WHAT YOU SHOULD DO ▸
Each line of the listing that includes "glass" should be reported.

MATERIAL PROVIDED ▸
-------
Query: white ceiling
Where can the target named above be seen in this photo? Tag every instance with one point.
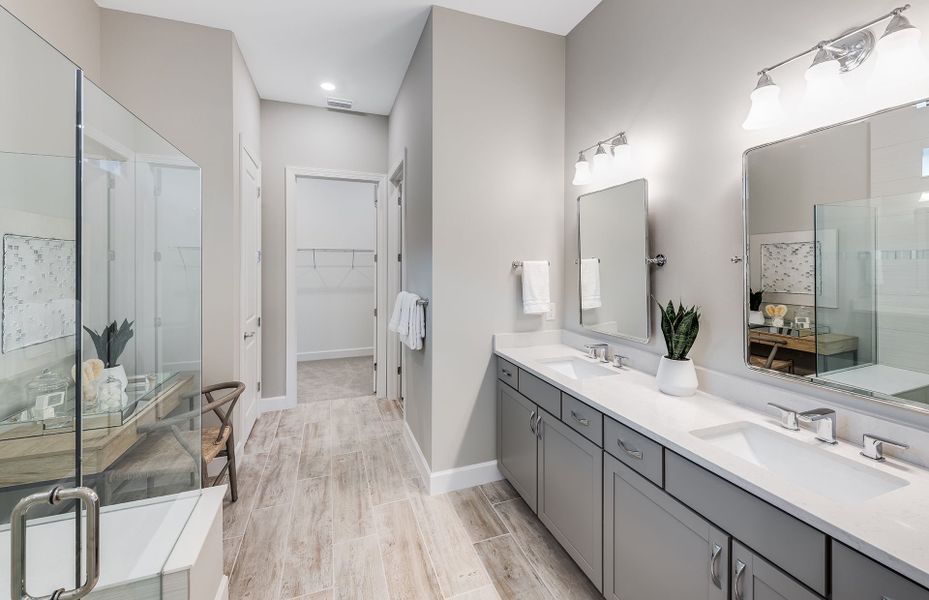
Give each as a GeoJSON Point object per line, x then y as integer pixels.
{"type": "Point", "coordinates": [363, 46]}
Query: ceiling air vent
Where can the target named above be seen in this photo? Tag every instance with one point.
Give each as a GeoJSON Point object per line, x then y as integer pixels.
{"type": "Point", "coordinates": [339, 103]}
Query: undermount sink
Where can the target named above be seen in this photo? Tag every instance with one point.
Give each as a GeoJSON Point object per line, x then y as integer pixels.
{"type": "Point", "coordinates": [576, 368]}
{"type": "Point", "coordinates": [803, 463]}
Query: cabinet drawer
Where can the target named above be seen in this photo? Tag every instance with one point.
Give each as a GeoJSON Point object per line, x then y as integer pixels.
{"type": "Point", "coordinates": [634, 449]}
{"type": "Point", "coordinates": [787, 542]}
{"type": "Point", "coordinates": [857, 577]}
{"type": "Point", "coordinates": [583, 419]}
{"type": "Point", "coordinates": [507, 372]}
{"type": "Point", "coordinates": [545, 395]}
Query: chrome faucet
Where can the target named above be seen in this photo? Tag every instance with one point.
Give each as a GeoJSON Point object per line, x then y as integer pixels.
{"type": "Point", "coordinates": [874, 446]}
{"type": "Point", "coordinates": [598, 351]}
{"type": "Point", "coordinates": [788, 417]}
{"type": "Point", "coordinates": [824, 422]}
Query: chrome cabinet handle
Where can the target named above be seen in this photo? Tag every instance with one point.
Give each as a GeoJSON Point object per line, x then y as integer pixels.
{"type": "Point", "coordinates": [714, 565]}
{"type": "Point", "coordinates": [739, 576]}
{"type": "Point", "coordinates": [581, 420]}
{"type": "Point", "coordinates": [633, 452]}
{"type": "Point", "coordinates": [91, 501]}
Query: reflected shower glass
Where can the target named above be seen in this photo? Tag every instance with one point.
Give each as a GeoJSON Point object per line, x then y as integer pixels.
{"type": "Point", "coordinates": [613, 272]}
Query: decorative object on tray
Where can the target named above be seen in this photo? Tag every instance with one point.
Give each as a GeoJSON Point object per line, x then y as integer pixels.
{"type": "Point", "coordinates": [47, 393]}
{"type": "Point", "coordinates": [676, 373]}
{"type": "Point", "coordinates": [110, 344]}
{"type": "Point", "coordinates": [38, 291]}
{"type": "Point", "coordinates": [755, 316]}
{"type": "Point", "coordinates": [91, 370]}
{"type": "Point", "coordinates": [776, 312]}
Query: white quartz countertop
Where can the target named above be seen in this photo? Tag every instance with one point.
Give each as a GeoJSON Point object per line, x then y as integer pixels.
{"type": "Point", "coordinates": [892, 528]}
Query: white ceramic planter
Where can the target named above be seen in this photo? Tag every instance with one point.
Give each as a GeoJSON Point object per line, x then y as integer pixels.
{"type": "Point", "coordinates": [677, 377]}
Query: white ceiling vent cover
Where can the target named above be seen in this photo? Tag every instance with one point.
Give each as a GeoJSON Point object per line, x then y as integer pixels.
{"type": "Point", "coordinates": [339, 103]}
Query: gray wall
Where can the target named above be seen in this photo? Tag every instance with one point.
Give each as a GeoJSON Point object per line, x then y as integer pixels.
{"type": "Point", "coordinates": [683, 113]}
{"type": "Point", "coordinates": [72, 26]}
{"type": "Point", "coordinates": [498, 149]}
{"type": "Point", "coordinates": [411, 132]}
{"type": "Point", "coordinates": [194, 103]}
{"type": "Point", "coordinates": [302, 136]}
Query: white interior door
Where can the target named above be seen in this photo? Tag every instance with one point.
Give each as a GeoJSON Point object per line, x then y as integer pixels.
{"type": "Point", "coordinates": [250, 348]}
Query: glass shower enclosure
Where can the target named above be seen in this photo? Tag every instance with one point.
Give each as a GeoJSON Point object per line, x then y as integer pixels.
{"type": "Point", "coordinates": [100, 461]}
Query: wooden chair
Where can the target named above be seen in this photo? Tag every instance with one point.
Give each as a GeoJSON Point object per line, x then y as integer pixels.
{"type": "Point", "coordinates": [155, 457]}
{"type": "Point", "coordinates": [216, 442]}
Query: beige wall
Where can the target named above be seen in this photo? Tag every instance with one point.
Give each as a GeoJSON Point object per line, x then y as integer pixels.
{"type": "Point", "coordinates": [411, 134]}
{"type": "Point", "coordinates": [72, 26]}
{"type": "Point", "coordinates": [302, 136]}
{"type": "Point", "coordinates": [683, 112]}
{"type": "Point", "coordinates": [498, 130]}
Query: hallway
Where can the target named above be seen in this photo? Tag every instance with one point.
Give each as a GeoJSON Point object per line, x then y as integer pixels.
{"type": "Point", "coordinates": [331, 506]}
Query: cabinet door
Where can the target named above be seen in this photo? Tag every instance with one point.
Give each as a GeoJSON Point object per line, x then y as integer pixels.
{"type": "Point", "coordinates": [753, 578]}
{"type": "Point", "coordinates": [516, 442]}
{"type": "Point", "coordinates": [655, 548]}
{"type": "Point", "coordinates": [571, 492]}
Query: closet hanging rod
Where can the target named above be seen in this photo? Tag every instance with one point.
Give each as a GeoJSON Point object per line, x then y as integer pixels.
-------
RESPONSE TO THIS TASK ▸
Query: reflected shower glass
Query: glass shower enclosure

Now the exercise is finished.